As Advent begins, can we help one another to discover the difference between ‘the life we live and the life we choose’? Advent reminds us to be alert and open to the unmistakable signs of God presence in the people we meet. God’s work began in Jesus’ ministry, and it continues in our midst and with us. We are faithful disciples not when we focus on the future and obsess about the end of the world but when we commit our lives, here and now, to the great work of God, repairing this world, shaping a new creation of beauty, grace, justice, and joy, leaning into the reign of God. Let us also wake up and reconnect to the beauty of life, the mystery of love and wonder of creation. It may enable us to reconnect to the original goodness and beauty that resides in each of us. We need to be reminded and connected to each other in a deeper way. We need to awaken to hope. We need to be alert to the presence of God in unexpected places and surprising ways. We are reminded that simple presence can say more than our word and does more than our actions. May have open eyes. May we ask the God of hope to awaken us to the comings of sacred into our lives and our suffering world. The Indian poet Tagore can focus our Advent prayer and reflection in his poem ‘Silent Steps’: ‘Have you not heard his silent steps? He comes, comes, ever comes. In every moment and every age, every day and every night.’


Silent Steps

Rabindranath Tagore

Have you not heard his silent steps?

He comes, comes, ever comes.


Every moment and every hour,

every day and every night he comes, comes, ever comes.


Many a song have I sung in many a mood of mind,

but all their notes have always proclaimed,

`He comes, comes, ever comes.'


In the fragrant days of sunny April through the forest path he comes,

comes, ever comes.


In the rainy gloom of July nights on the thundering chariot of clouds
he comes, comes, ever comes.


In sorrow after sorrow it is his steps that press upon my heart,

and it is the golden touch of his feet that makes my joy to shine.

+ + + +

• TASKS AND EXERCISES:
(a) In the Advent reflection, which poet is named to focus Advent prayer and reflection?
(b) Carry on the Advent reflection, with its closing poem, from where it stops.
The listing after this point has no connection to the Advent reflection.

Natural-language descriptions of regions
+ + + +

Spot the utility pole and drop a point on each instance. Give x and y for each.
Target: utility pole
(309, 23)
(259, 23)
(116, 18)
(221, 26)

+ + + +

• ANSWERS GIVEN:
(a) The Indian poet Tagore, in his poem "Silent Steps."

(b)
An Advent Credo

It is not true that creation and the human family are doomed to destruction and loss

This is true: For God so loved the world that He gave his only begotten Son, that whoever believes in Him shall not perish but have everlasting life;

It is not true that we must accept inhumanity and discrimination, hunger and poverty, death and destruction

This is true: I have come that they may have life, and that abundantly.

It is not true that violence and hatred should have the last word, and that war and destruction rule forever

This is true: Unto us a child is born, unto us a Son is given, and the government shall be upon his shoulder, his name shall be called wonderful councilor, mighty God, the Everlasting, the Prince of peace.

It is not true that we are simply victims of the powers of evil who seek to rule the world.

This is true: To me is given authority in heaven and on earth, and lo I am with you, even until the end of the world.

It is not true that we have to wait for those who are specially gifted, who are the prophets of the Church before we can be peacemakers

This is true: I will pour out my spirit on all flesh and your sons and daughters shall prophesy, your young men shall see visions and your old men shall have dreams.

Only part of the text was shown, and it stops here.